Supplied passage:

────────────────

Las Piedras Bola: the great stone balls of Ahualulco

Adventure Tourism articles Travel & Destinations
“Las

John Pint

Approximately twenty-five years ago I heard rumors of some curious geological formations hidden high in the hills above the town of Ahualulco de Mercado, which is located about 58 kilometers west of Guadalajara, Mexico’s second-largest city. “There are giant stone balls up there,” I was told, “perfectly round and lying in a great bed of volcanic ash.” When I asked how these megaspherulites (as scientists call them today) came into being, I was told that they had been shot into the air from inside Tequila Volcano and had fallen to earth, all of them landing inside a circle less than four square kilometers in diameter.

Parts of this story were hard to believe, so naturally, I wanted to see for myself and eventually I set out for the Piedras Bola guided by a ten-year-old boy from Ahualulco. Well, I don’t think I would have accepted such a young guide if I had known I’d be hiking for over three kilometers, often with no clear trail to follow. Amazingly, my youthful guide only got us lost once and I had an opportunity to see the stone balls in the raw, so to speak, before any of them were attacked by graffiti “artists.”

Most of the stone balls I saw ranged from one to two meters in diameter, many still half-buried in volcanic tuff, and, yes, a great many of them were very close to spherical. As Tony Burton stated in Western Mexico, a Traveller’s Treasury, “Nothing quite like them exists elsewhere in Mexico or, according to current scientific opinion, anywhere else in the world.”

────────────────

Records supplied:
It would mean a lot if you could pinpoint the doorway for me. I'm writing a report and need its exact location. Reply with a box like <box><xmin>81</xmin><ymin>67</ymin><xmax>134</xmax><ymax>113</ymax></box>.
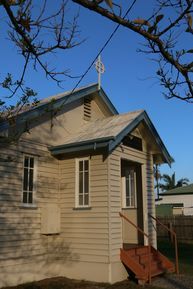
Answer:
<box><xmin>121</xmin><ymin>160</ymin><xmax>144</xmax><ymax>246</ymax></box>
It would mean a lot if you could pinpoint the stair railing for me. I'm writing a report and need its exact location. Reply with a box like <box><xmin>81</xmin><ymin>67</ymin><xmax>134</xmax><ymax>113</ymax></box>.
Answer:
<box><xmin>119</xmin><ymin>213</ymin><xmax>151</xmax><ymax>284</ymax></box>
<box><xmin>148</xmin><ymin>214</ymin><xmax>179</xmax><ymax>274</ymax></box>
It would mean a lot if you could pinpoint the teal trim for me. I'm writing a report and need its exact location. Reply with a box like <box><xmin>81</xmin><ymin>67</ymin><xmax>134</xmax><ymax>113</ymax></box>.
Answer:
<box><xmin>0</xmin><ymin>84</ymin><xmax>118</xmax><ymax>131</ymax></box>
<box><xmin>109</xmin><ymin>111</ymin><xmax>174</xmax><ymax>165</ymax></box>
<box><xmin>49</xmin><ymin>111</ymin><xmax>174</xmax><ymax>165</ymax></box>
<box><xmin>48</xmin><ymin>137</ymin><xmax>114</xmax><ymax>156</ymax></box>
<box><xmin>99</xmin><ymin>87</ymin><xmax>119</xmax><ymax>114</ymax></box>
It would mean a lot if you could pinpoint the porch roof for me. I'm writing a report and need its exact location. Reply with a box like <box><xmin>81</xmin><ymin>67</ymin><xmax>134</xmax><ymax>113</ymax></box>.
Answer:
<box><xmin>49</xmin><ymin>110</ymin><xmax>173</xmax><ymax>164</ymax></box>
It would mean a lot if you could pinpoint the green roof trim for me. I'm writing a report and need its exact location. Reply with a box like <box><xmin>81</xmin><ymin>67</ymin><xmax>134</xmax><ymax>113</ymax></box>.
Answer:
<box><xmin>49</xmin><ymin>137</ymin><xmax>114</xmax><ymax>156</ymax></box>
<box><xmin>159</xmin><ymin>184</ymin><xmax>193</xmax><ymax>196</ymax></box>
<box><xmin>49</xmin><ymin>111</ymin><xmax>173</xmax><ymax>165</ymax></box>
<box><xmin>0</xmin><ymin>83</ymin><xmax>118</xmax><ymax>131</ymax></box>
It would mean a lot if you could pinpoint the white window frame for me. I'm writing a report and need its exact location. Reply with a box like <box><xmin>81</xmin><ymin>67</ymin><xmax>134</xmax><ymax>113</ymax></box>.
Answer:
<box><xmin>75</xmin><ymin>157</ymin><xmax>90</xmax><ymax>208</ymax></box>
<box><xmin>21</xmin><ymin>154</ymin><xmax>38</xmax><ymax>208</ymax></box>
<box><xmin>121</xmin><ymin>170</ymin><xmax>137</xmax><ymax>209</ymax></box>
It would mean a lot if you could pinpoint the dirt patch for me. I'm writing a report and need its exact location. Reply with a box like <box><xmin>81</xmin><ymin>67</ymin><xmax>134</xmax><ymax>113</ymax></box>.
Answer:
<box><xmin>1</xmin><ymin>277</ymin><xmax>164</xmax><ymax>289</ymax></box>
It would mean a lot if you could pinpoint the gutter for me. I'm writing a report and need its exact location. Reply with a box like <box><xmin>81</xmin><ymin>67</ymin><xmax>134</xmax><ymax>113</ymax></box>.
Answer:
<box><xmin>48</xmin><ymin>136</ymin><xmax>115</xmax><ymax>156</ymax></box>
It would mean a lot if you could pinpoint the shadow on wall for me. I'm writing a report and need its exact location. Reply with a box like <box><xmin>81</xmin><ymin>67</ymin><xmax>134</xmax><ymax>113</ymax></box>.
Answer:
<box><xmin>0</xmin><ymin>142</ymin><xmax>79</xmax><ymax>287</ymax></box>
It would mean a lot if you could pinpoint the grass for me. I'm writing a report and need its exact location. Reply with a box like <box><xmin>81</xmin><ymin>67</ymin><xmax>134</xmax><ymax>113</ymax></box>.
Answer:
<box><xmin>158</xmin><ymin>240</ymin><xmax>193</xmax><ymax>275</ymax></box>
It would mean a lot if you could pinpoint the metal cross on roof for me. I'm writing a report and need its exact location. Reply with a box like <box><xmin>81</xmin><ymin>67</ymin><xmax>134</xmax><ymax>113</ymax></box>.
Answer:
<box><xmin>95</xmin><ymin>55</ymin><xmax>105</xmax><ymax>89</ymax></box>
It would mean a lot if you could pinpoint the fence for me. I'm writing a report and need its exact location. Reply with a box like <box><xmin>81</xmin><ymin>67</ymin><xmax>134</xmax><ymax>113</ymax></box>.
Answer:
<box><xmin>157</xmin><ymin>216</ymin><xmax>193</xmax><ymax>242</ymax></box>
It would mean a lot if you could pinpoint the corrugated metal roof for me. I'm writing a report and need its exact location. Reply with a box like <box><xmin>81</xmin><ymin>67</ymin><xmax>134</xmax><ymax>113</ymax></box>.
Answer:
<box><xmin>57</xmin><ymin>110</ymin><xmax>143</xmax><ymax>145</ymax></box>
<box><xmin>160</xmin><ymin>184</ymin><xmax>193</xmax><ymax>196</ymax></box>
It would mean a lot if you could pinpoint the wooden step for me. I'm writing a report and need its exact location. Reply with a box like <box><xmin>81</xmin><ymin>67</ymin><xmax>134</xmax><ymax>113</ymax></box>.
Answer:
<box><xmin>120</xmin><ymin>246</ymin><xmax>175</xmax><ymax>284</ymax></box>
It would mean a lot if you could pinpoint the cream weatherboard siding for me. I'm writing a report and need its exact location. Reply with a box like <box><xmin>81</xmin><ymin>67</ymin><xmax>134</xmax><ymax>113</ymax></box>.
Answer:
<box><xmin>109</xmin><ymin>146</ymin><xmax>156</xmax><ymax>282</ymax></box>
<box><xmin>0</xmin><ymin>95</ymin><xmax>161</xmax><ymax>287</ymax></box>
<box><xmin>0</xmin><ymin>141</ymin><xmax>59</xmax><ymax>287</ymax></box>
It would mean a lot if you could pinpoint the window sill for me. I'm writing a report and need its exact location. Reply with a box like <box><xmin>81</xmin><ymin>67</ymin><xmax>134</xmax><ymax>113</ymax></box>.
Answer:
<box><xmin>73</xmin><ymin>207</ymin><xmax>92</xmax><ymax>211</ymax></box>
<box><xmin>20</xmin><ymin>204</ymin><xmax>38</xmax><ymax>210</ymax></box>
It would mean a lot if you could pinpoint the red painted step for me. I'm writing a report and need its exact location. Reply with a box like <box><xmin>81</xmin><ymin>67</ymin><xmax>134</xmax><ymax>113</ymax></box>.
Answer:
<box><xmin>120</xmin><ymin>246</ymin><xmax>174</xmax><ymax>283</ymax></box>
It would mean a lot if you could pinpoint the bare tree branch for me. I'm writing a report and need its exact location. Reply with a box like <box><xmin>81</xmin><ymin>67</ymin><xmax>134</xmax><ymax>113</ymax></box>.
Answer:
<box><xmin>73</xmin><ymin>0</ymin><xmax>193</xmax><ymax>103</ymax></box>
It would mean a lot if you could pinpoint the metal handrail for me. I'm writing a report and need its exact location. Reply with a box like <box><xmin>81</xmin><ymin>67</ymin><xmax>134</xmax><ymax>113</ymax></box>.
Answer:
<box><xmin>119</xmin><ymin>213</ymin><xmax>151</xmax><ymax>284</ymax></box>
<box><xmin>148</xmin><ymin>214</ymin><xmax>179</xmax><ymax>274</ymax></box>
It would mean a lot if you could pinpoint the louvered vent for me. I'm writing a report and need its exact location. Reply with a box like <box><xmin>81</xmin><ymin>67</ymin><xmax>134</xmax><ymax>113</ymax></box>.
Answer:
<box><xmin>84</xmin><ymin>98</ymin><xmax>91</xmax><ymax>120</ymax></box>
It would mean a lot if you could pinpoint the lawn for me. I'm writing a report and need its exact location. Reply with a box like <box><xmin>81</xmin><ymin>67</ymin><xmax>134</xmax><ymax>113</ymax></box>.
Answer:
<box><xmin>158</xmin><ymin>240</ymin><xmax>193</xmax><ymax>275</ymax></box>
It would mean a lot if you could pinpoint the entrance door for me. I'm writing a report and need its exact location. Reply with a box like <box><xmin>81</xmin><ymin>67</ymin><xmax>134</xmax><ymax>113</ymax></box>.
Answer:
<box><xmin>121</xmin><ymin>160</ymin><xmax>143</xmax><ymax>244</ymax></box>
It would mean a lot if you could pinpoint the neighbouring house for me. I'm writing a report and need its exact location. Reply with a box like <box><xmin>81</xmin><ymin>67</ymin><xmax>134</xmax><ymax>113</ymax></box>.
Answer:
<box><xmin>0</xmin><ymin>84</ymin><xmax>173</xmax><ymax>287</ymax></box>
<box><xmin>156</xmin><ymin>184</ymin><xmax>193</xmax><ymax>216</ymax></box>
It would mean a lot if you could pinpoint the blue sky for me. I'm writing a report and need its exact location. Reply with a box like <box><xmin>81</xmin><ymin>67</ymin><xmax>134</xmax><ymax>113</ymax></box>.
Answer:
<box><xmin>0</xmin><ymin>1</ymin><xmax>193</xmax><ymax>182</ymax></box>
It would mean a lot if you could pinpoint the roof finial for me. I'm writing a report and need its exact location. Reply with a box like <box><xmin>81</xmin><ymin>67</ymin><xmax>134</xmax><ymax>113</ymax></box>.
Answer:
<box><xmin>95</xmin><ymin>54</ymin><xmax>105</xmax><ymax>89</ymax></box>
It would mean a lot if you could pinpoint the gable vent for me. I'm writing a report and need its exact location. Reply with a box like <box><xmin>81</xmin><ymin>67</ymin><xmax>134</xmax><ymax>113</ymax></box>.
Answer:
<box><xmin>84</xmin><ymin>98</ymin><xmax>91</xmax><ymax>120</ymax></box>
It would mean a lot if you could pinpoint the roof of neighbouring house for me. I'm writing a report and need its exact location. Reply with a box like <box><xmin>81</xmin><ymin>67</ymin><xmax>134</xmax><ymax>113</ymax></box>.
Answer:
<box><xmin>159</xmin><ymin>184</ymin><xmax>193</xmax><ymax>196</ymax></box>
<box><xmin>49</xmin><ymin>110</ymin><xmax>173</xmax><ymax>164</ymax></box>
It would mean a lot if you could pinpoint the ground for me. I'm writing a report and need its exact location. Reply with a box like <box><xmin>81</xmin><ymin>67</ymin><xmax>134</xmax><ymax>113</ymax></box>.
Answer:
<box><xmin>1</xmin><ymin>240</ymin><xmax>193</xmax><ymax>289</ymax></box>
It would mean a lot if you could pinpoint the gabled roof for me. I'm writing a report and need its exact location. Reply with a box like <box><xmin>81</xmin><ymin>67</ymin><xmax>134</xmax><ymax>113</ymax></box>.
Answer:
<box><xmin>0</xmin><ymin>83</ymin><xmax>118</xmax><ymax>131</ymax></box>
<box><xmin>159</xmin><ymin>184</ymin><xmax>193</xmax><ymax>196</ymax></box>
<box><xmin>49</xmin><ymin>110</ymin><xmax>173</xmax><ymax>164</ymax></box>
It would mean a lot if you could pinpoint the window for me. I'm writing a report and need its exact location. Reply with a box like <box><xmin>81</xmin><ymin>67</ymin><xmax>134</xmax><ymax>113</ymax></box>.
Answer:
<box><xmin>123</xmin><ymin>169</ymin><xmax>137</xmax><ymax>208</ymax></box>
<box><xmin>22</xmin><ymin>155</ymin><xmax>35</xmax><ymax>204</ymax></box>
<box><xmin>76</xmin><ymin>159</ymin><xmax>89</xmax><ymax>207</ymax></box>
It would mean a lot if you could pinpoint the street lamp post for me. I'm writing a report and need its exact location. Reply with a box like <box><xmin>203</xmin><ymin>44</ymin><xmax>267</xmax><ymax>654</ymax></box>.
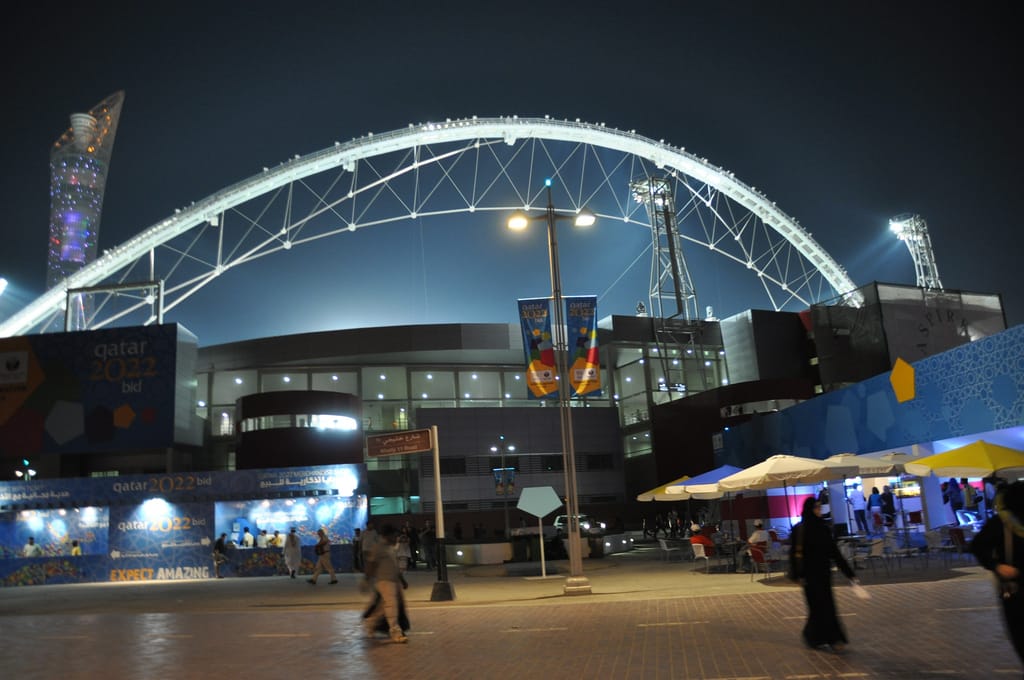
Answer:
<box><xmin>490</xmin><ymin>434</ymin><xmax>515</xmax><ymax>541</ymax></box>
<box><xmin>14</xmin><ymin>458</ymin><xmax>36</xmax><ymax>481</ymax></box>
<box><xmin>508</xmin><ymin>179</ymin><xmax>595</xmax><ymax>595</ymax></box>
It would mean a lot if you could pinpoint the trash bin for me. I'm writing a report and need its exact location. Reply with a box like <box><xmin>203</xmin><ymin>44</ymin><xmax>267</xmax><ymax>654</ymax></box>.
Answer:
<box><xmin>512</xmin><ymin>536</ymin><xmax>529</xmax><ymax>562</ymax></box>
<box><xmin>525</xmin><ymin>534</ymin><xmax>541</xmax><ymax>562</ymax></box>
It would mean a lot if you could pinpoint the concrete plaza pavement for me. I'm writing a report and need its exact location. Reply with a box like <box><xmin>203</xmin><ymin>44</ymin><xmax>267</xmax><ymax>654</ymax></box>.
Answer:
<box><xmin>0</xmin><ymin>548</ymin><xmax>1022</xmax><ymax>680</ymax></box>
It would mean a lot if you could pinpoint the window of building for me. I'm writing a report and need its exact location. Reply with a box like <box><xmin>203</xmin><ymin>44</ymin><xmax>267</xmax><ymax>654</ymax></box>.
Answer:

────────────────

Request: Could you write out, word for word, the part of the Piedras Bola article above between "Adventure Tourism articles" and "kilometers in diameter.", inclusive?

Result of the task:
Adventure Tourism articles Travel & Destinations
“Las

John Pint

Approximately twenty-five years ago I heard rumors of some curious geological formations hidden high in the hills above the town of Ahualulco de Mercado, which is located about 58 kilometers west of Guadalajara, Mexico’s second-largest city. “There are giant stone balls up there,” I was told, “perfectly round and lying in a great bed of volcanic ash.” When I asked how these megaspherulites (as scientists call them today) came into being, I was told that they had been shot into the air from inside Tequila Volcano and had fallen to earth, all of them landing inside a circle less than four square kilometers in diameter.